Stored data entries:
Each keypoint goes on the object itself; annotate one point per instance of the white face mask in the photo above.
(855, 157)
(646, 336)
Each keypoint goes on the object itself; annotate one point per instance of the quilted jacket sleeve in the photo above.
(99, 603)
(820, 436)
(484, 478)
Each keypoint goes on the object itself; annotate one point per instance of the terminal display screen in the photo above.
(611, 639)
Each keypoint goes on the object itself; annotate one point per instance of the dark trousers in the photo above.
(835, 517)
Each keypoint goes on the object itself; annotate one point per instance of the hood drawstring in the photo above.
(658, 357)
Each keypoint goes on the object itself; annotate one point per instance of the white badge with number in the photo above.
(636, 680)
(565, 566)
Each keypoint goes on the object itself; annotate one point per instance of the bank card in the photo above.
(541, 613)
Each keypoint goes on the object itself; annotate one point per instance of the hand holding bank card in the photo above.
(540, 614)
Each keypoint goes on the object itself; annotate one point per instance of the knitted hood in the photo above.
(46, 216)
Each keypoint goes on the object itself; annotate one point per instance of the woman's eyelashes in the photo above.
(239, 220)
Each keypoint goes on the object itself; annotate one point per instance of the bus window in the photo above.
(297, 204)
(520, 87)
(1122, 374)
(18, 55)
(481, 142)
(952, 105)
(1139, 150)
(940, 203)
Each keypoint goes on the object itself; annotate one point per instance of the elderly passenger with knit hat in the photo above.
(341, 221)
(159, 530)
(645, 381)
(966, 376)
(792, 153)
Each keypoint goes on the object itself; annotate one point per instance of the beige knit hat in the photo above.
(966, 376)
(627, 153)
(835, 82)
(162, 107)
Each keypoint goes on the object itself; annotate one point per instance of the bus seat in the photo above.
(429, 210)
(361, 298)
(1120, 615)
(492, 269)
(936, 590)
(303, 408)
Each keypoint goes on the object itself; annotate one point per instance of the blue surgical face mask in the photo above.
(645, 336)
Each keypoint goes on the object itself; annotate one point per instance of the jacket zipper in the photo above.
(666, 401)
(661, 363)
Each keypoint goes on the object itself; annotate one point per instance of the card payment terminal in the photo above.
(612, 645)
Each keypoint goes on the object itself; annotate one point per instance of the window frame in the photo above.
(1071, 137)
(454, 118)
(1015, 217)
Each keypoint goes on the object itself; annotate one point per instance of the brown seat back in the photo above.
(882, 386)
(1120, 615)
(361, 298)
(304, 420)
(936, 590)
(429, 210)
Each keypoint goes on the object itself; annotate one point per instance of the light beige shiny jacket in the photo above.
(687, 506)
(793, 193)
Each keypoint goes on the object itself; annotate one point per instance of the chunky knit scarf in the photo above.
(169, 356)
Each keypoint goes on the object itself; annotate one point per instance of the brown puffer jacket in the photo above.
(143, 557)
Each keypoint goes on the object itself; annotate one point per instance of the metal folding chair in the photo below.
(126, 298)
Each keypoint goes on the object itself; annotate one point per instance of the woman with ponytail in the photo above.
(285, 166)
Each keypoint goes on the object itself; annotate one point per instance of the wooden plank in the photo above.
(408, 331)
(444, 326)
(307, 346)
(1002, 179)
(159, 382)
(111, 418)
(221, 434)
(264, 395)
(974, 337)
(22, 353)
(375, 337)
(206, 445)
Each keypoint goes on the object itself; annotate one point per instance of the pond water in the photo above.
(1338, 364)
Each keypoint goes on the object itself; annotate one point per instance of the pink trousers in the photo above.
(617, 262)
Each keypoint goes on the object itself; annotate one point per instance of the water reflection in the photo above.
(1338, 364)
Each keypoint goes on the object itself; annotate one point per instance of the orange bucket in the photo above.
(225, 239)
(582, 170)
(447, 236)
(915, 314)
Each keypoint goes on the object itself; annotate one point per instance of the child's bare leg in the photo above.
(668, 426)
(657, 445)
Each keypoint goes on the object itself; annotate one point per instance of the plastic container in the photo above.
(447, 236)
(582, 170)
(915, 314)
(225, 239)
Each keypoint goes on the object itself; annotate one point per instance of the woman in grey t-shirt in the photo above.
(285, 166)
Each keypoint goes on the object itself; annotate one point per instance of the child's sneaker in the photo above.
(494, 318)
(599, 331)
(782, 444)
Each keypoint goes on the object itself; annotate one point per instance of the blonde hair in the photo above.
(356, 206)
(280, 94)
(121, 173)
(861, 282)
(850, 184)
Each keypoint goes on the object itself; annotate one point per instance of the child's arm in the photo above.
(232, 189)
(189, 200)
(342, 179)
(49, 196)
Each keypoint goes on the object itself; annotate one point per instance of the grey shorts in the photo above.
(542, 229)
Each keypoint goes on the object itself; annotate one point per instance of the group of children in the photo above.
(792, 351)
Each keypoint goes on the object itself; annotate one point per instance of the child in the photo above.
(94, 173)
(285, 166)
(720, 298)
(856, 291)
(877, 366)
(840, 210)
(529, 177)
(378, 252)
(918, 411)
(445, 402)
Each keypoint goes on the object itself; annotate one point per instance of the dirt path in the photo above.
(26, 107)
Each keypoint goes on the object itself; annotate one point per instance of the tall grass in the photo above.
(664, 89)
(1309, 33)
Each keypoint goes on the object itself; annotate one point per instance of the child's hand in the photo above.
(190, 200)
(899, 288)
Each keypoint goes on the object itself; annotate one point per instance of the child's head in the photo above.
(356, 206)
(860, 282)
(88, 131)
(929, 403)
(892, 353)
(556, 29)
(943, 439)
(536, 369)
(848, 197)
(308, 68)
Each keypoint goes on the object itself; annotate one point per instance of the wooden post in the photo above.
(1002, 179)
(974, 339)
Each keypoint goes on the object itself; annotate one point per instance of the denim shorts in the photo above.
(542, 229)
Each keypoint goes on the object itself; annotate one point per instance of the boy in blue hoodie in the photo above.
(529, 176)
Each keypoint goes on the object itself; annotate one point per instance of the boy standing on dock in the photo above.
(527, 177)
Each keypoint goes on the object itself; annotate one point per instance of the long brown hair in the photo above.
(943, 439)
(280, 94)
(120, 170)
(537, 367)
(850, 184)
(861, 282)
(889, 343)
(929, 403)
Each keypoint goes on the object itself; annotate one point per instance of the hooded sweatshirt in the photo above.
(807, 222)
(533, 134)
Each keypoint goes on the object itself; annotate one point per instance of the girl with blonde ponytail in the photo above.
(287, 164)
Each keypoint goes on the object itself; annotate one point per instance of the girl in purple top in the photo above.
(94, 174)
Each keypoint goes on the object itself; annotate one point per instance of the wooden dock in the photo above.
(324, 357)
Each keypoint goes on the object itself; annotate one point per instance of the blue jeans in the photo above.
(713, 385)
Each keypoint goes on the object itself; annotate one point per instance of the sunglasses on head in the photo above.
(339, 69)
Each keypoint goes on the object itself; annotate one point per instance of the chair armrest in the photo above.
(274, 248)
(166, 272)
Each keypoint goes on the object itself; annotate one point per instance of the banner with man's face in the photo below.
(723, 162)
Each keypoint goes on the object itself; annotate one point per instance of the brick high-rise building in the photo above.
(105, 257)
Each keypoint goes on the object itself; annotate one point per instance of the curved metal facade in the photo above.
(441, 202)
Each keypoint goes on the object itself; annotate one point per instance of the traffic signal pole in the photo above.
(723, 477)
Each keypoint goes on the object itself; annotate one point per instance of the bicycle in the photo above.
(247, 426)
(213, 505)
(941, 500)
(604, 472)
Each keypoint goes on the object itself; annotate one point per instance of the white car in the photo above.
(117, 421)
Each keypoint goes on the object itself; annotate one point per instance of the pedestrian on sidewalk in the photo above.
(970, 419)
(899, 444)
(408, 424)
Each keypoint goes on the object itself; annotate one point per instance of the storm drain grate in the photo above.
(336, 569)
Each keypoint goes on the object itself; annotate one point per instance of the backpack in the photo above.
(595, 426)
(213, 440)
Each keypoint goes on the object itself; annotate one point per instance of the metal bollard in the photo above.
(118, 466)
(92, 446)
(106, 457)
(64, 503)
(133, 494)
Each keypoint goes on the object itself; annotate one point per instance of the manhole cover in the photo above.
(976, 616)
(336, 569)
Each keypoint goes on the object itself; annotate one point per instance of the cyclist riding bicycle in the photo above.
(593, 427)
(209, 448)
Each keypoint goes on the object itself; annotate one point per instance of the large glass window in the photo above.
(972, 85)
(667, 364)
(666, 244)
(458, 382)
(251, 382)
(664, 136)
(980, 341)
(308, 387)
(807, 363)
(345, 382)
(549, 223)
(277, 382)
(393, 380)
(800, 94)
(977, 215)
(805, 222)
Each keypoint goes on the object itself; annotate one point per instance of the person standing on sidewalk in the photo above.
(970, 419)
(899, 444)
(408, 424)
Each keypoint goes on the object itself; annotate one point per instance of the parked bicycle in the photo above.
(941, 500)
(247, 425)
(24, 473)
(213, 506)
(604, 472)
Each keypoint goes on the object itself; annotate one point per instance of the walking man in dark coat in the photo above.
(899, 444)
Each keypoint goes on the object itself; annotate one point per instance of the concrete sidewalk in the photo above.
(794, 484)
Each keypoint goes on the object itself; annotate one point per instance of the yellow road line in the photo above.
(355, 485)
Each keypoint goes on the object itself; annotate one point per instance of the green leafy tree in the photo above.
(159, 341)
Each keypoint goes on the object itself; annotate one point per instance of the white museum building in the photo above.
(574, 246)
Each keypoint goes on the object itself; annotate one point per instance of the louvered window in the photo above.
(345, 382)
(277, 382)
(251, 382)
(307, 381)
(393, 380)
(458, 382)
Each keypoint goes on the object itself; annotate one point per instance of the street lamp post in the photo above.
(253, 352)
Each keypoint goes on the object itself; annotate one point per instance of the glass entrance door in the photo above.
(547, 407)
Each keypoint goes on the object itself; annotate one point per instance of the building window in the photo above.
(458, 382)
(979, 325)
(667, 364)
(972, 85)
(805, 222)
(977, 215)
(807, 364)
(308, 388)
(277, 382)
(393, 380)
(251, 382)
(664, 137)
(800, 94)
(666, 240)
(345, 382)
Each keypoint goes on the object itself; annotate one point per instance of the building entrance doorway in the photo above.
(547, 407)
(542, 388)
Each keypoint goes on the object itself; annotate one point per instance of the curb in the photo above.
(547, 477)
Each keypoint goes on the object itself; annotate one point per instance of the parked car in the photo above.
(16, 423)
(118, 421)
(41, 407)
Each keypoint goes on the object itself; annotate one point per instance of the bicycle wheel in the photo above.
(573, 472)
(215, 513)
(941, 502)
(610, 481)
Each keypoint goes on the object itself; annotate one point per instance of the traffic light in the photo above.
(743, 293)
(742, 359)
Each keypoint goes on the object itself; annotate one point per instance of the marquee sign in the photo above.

> [Problem to solve]: Only the span from the line with "wheel in the photo above." through the final line of the records goes in the output, each line unchanged.

> [Response to the exercise]:
Each keypoint goes on the object itself; annotate one point per instance of the bicycle wheel in the photo above.
(573, 472)
(215, 513)
(941, 502)
(610, 481)
Each keypoint goes on the object itself; annotate one point per instance of the traffic light in the photo above.
(743, 293)
(742, 359)
Each keypoint goes on the object itself; annotate one point per instance of the marquee sign in the photo above.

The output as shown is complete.